Written problem. Copy every line of the listing below verbatim.

Data records:

^^^^^^^^

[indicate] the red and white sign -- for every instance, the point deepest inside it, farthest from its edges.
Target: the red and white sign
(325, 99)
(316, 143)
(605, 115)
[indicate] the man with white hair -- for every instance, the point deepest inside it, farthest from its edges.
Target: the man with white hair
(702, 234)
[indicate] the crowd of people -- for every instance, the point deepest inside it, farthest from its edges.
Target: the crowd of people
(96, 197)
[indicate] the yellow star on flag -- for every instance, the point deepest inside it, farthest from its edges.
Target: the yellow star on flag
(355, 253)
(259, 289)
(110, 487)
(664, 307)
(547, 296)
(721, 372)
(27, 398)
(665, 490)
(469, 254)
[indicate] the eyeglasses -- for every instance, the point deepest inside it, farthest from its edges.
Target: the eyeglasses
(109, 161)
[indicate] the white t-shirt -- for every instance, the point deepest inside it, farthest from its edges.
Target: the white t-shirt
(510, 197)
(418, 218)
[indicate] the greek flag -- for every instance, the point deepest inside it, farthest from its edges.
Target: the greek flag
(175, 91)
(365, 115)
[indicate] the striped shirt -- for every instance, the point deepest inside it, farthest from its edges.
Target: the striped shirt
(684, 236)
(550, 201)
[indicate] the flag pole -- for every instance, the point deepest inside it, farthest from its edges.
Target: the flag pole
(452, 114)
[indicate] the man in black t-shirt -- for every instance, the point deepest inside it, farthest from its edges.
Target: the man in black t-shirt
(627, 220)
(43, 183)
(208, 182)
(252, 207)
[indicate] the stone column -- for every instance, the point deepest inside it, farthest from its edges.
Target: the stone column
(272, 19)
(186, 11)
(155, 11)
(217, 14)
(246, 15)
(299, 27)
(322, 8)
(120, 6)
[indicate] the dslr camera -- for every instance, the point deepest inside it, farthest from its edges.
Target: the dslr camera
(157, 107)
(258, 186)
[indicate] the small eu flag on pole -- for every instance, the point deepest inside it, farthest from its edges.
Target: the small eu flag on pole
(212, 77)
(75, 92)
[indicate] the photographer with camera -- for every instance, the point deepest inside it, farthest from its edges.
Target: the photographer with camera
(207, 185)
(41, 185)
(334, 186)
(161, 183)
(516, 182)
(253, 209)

^^^^^^^^

Task answer.
[indicate] the red and white sign -- for every instance, the point deepest inside it, farthest from its edges.
Target: the red and white sign
(325, 99)
(316, 143)
(605, 115)
[indicate] the man with white hair -- for every instance, the point deepest inside it, farthest from its edges.
Target: the man with white hair
(702, 234)
[indicate] the crowd of people -- for every instance, the point deepest inside it, farthest from its edges.
Target: the crowd of people
(96, 197)
[indicate] the yellow star on flag -- for every instance, the point deepest inside it, farthest from its edges.
Target: the yellow star on flag
(355, 253)
(259, 289)
(110, 487)
(664, 307)
(547, 296)
(721, 372)
(27, 398)
(665, 490)
(469, 254)
[indicate] the eyeglasses -- for every instance, the point deepest inside it, farthest from its edges.
Target: the eyeglasses
(109, 161)
[indicate] the white t-shirt -- for every instance, the point deepest inside it, farthest from its edges.
Target: the white t-shirt
(510, 197)
(418, 218)
[indicate] the greek flag -- for every instance, the point deepest inside it, farthest from its edges.
Target: the greek flag
(175, 91)
(365, 115)
[indicate] the striped shirt -- for every instance, the point deepest inside it, farthest from its edges.
Target: the striped shirt
(684, 236)
(550, 201)
[indicate] the flag pole -- for every instance, the point deepest inside it, farthest from its edges.
Target: the flag pole
(452, 114)
[indicate] the man in black t-shirt -- for every instance, the point deepest inside it, farthest from its edges.
Target: the man in black t-shirt
(627, 220)
(43, 183)
(208, 182)
(252, 207)
[indicate] the stone column -- for every instance, the point deepest inside it, farthest from its edges.
Target: the stone column
(272, 19)
(186, 11)
(155, 11)
(217, 14)
(246, 15)
(299, 27)
(322, 8)
(120, 6)
[indicate] the dslr camera -- for every instance, the point deepest inside it, farthest from its edges.
Target: the dslr camera
(157, 107)
(258, 186)
[indicate] the small eu flag on pole -- for every instance, the point deepest inside it, farthest from its edges.
Target: the small eu flag on pole
(212, 77)
(75, 92)
[indicate] the photographer with camera -- for every instance, the point deepest inside it, farthest from its edges.
Target: the photographer with camera
(207, 185)
(41, 185)
(334, 186)
(161, 183)
(516, 182)
(253, 209)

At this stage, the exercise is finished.